I need the records below retyped exactly.

Stored data entries:
::::

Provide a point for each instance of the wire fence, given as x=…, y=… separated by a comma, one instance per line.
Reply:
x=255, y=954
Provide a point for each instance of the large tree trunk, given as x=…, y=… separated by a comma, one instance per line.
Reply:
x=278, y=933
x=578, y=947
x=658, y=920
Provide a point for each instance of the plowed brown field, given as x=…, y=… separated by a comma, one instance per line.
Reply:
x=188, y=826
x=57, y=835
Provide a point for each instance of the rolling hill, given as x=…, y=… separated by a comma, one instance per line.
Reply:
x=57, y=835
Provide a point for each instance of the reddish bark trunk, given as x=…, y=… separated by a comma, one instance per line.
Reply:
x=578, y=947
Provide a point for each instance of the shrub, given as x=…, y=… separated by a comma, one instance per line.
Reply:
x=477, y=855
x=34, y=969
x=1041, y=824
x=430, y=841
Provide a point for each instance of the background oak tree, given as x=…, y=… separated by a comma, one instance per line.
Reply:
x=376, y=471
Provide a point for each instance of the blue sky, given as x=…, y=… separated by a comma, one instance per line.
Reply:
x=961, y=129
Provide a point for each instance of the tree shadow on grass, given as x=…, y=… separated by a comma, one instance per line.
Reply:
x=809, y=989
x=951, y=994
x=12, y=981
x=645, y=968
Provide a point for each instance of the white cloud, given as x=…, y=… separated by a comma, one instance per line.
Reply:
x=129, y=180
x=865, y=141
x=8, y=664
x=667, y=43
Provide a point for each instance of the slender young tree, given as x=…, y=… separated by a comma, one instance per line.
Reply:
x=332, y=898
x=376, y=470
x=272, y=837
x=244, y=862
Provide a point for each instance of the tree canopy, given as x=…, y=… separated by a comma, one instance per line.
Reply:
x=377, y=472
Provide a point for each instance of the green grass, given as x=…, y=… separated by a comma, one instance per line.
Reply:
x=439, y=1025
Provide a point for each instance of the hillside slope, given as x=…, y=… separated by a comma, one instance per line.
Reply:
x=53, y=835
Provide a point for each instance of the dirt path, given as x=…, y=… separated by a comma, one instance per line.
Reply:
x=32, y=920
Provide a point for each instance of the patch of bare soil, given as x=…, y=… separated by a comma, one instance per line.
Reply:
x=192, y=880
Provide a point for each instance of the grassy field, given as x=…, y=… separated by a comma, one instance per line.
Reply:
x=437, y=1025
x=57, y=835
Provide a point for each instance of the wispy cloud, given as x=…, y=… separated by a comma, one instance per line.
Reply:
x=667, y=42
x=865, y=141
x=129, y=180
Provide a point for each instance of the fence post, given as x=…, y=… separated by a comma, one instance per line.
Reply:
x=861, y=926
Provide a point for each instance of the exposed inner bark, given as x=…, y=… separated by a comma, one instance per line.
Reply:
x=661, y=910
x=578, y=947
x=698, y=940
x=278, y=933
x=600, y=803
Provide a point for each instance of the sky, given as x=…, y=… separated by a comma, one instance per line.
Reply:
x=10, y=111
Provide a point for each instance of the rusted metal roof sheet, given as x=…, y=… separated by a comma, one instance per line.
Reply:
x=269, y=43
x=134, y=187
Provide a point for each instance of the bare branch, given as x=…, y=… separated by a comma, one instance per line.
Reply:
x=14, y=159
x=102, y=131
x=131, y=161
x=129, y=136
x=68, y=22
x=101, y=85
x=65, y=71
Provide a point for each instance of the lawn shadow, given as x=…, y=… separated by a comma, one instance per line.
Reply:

::::

◆ FINISHED TASK:
Provide a point for each instance of the wire fence, given as x=…, y=… separated by a comma, one instance per line.
Reply:
x=255, y=954
Provide a point for each instance of the large tree trunk, given as x=…, y=… separated by a comma, one instance per line.
Reply:
x=278, y=933
x=578, y=947
x=658, y=920
Provide a point for each instance of the plowed brown field, given as x=…, y=… separated by a comma, one instance per line.
Reply:
x=188, y=826
x=57, y=835
Provide a point for each instance of the rolling hill, given as x=…, y=… separated by a comma, one instance per line.
Reply:
x=57, y=835
Provide a point for each instance of the reddish bark trunk, given as x=…, y=… separated by a comma, one instance per line.
Reply:
x=578, y=947
Provide a point for each instance of the shrub, given as x=…, y=… separated by a comma, one instance per line.
Reply:
x=477, y=855
x=34, y=969
x=1041, y=824
x=430, y=841
Provide a point for each instance of the background oak tree, given as x=…, y=… separated by a comma, one instance per line.
Reply:
x=376, y=471
Provide a point for each instance of the blue sky, given as x=…, y=… separated by a comma, one instance per line.
Reply:
x=961, y=129
Provide a point for each instance of the tree shadow on grass, given as x=…, y=… separated by a comma, one instance per line.
Reply:
x=809, y=989
x=951, y=994
x=12, y=981
x=645, y=968
Provide a point for each instance of the white cloud, given as x=…, y=… separated by a comma, one instance per line.
Reply:
x=129, y=180
x=865, y=141
x=8, y=664
x=667, y=43
Provide a point for each instance of the slender young tree, given as x=…, y=… separated by a comma, one instance per line.
Reply:
x=332, y=898
x=376, y=470
x=272, y=837
x=244, y=862
Provide a point for each instance of the tree canopy, given as x=…, y=… separated by a comma, one instance per line.
Reply:
x=377, y=472
Provide a point for each instance of the green grass, given as x=…, y=… separated by a comma, one instance per line.
Reply:
x=439, y=1025
Provide a point for each instance of the hillside slope, given as x=…, y=… separated by a comma, one instance per line.
Reply:
x=53, y=835
Provide a point for each instance of the dirt path, given as x=…, y=… separated by a comma, one instance per line.
Reply:
x=32, y=920
Provide a point for each instance of the patch of bare soil, given as x=…, y=… separated by a comma, one instance per line.
Reply:
x=192, y=880
Provide a point for each instance of the grassy field, given as x=…, y=… separated by a comma, one instance per line.
Reply:
x=437, y=1025
x=57, y=835
Provide a point for each instance of the wispy cloud, given as x=…, y=… separated by a comma, one instance per line.
Reply:
x=667, y=42
x=865, y=141
x=129, y=180
Provide a point for each instance of the fence post, given as x=…, y=… separated by a comma, one instance per line.
Reply:
x=861, y=926
Provide a point for each instance of the exposed inner bark, given as x=…, y=… separated by a comma, one instance per line.
Reply:
x=661, y=910
x=578, y=947
x=698, y=940
x=278, y=933
x=600, y=803
Provide a point for each instance of the sky, given as x=…, y=… separated by a comma, one instance per line.
Reply:
x=10, y=111
Provide a point for each instance of the rusted metal roof sheet, given as x=…, y=… separated by a comma, one instance per line.
Reply:
x=269, y=43
x=134, y=187
Provide a point for each instance of the bare branch, given as x=…, y=… separated by a comma, one instance per line.
Reply:
x=14, y=159
x=102, y=131
x=131, y=161
x=129, y=136
x=68, y=22
x=101, y=85
x=65, y=71
Provide a point for each instance of the lawn shadow, given as x=…, y=… separated by a comma, one instance per line.
Reply:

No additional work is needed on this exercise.